Instructions for the task — Continue the commentary below on Dean's feelings for Castiel from its last line.

Supplied text —

This is, in my opinion, the season where Dean actually starts realizing he might for real think of Cas as something more.
Episode 1:
Cas is basically gone, both Bobby and Sam (almost) are ready to compel to whatever he says, but Dean still tries to get him to come back. "You can turn this around. Please!" (3:13) Denial
Dean has no idea how to deal with God!Castiel, but desperate to find him, and getting emotional "I don't even know what book to hit for this." "Then figure it out!" (5:47) Anger
As we have said many times already, angels don't have a sex, Castiel is not a man, and as he states, he is "utterly indifferent to sexual orientation" (8:03), and so is Chuck, God himself, who has admitted having had both girlfriends and boyfriends.
Dean turns off the news the moment he hears a woman describe Cas as "young and sexy", while doing that jaw clentch thing of his (10:14) ... huh... [and this doesn't really matter, but after this we immediately see Dean in a purple flannel. PURPLE! Go Bi!Dean]
"He's not a guy, he's a God [...] Cas is never coming back. He's lied to us, he's used us, he's cracked your gourd like it was nothing. No more talk. We've spent enough on him." (11:09) Dean trying to jump to the 5th stage of grief. Yeah, no baby that's not how it works
Dean tries so hard to convince himself that Cas's gone so he can kill him, but can't really. "Just kill him now!" and struggles hard to hold Castiel's glare. And as soon as Death offers a second option to killing him, Dean takes it. Bargening
"Dean, look, I know you think Cas is gone." "That's because he is." (31:22) Again with trying to jump to acceptance. Not doing great, Dean. In fact, "Yeah, you know how I'm gonna deal? I'm gonna stuff my pie hole, I'm gonna drink, and I'm gonna watch some asian cartoon porn. And act like the world's about to explode, because it is." (32:17) There it is. Depression.

Provided information —
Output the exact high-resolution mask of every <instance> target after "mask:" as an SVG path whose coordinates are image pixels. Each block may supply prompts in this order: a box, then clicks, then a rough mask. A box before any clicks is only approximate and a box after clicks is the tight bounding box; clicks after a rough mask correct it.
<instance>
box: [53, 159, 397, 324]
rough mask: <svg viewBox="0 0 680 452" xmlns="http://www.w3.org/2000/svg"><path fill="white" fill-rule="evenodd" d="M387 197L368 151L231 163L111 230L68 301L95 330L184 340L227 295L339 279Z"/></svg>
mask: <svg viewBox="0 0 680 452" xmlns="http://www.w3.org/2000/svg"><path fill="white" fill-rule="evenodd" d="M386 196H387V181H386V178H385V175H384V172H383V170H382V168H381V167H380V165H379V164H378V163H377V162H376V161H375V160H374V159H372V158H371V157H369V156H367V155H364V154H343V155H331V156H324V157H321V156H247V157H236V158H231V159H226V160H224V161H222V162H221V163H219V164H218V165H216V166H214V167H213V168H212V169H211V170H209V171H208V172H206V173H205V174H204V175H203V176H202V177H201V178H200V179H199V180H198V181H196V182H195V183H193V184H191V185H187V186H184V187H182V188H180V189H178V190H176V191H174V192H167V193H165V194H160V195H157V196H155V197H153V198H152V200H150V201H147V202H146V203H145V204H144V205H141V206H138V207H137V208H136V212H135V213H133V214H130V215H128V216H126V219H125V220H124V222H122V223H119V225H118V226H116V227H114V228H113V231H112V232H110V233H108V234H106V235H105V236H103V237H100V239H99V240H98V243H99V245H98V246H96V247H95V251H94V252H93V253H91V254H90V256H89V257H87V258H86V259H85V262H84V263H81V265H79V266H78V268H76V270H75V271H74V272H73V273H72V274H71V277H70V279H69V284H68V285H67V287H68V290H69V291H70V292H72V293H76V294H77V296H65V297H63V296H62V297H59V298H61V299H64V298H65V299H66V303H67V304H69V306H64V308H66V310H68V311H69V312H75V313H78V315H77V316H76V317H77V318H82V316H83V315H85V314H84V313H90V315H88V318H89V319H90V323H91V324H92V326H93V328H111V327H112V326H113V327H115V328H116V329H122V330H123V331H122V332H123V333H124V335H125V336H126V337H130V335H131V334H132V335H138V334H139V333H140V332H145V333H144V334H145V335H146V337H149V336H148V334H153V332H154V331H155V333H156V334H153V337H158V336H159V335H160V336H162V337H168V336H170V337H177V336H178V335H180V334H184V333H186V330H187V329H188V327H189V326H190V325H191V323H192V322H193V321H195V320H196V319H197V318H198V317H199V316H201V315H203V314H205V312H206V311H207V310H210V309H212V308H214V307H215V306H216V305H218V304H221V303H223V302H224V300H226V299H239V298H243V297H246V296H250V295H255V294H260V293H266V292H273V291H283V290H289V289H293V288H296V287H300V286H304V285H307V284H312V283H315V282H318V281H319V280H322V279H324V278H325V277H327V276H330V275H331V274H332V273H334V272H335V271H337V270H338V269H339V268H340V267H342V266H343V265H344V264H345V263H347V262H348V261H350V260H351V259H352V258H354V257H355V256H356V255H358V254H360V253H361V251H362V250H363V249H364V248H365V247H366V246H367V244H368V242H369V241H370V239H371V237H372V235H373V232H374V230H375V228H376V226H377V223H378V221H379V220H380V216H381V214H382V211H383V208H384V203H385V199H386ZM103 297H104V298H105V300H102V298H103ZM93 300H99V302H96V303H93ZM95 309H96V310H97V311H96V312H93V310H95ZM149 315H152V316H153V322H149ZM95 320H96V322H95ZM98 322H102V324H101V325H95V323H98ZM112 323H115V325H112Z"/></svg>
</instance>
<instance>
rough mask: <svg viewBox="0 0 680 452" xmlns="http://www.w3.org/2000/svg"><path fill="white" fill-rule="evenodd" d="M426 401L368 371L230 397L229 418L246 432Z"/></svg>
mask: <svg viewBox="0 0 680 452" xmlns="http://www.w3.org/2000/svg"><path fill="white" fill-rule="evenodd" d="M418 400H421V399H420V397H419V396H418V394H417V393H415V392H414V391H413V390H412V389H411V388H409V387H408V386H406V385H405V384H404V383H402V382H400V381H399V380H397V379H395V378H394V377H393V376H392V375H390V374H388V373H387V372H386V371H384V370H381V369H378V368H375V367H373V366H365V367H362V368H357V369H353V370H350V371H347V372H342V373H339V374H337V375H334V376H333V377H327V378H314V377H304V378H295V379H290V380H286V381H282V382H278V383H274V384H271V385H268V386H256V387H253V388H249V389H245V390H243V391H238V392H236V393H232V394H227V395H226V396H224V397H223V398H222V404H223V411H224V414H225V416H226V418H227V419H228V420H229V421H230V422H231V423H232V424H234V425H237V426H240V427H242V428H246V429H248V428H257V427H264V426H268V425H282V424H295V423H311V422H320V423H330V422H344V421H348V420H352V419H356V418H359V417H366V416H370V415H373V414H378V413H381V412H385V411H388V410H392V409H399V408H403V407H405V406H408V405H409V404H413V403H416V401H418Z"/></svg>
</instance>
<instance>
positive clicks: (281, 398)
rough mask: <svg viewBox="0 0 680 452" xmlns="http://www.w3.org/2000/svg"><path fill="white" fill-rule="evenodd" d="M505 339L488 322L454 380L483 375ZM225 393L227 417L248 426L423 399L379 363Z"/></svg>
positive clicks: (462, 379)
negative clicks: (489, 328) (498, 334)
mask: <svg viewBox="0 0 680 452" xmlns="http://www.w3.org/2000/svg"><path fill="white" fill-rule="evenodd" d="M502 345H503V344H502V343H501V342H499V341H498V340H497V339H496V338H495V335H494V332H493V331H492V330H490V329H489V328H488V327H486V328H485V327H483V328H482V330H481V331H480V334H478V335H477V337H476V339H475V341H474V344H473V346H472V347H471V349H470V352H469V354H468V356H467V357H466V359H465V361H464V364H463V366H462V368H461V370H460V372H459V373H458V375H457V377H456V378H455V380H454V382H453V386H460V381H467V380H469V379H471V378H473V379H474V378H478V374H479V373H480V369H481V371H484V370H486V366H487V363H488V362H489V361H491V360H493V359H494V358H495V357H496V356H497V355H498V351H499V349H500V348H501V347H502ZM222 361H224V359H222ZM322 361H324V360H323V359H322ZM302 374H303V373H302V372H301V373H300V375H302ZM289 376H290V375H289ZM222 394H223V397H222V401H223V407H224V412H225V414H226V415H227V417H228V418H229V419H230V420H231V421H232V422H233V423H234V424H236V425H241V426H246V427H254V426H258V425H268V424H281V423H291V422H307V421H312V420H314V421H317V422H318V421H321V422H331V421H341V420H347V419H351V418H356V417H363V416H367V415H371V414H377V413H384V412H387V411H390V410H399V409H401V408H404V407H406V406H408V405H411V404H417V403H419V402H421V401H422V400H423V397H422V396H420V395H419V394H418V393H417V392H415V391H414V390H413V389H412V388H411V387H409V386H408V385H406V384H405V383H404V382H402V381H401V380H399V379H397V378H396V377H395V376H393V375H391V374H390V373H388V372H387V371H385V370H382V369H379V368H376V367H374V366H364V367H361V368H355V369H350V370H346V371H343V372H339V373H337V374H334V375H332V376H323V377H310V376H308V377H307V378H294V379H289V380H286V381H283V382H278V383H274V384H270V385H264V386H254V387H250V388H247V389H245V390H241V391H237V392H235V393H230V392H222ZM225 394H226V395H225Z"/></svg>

Result for this task —
[Remember this: Dean has no shame in watching porn in front of his brother. Wait a few seasons and see]
Just moments earlier, Dean was all "That's not Cas, Cas is dead" and shit, and now he goes "What? You need something else?" worried-husband-mode the moment Cas asks for help (34:50). Also#MARRIED (35:16)
Bobby: "Where's Sam? It's go time." Dean: *looks back at Cas worried* (37:12)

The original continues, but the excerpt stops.